PROBLEM TO SOLVE: Recast the listing below as a numbered list, omitting any blank lines. Leave the pictures out of the answer.

MATERIALS PROVIDED:
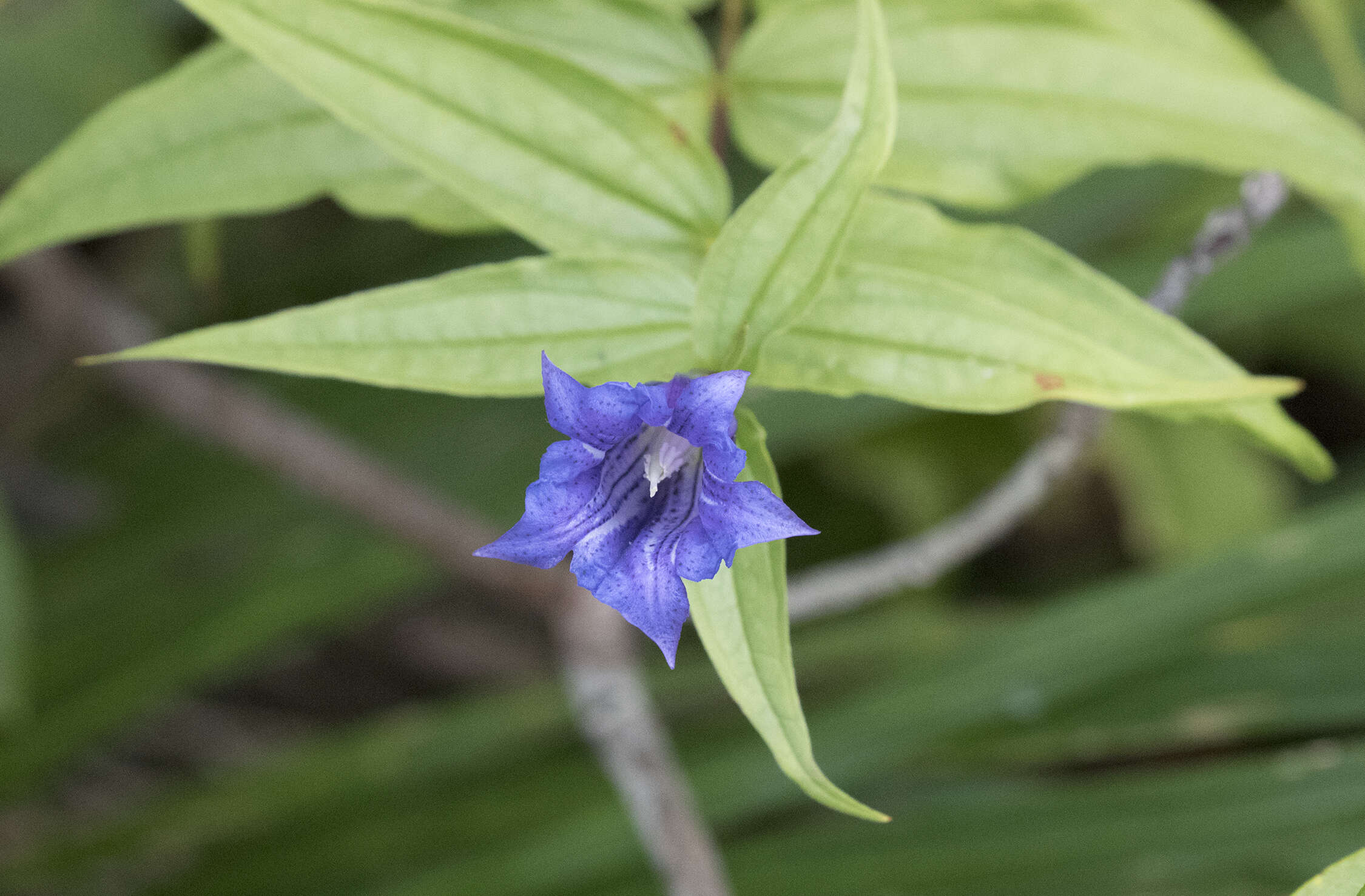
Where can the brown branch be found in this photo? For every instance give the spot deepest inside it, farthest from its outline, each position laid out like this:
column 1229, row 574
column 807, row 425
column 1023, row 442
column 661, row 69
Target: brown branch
column 75, row 309
column 732, row 28
column 616, row 715
column 919, row 562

TASK RESPONSE:
1. Where can the brown branch be found in this photo? For every instance give the spot deepest inside it, farthest from its outline, each position laid out like this:
2. column 1229, row 574
3. column 807, row 425
4. column 1023, row 442
5. column 661, row 69
6. Target: brown branch
7. column 75, row 309
8. column 732, row 28
9. column 616, row 715
10. column 919, row 562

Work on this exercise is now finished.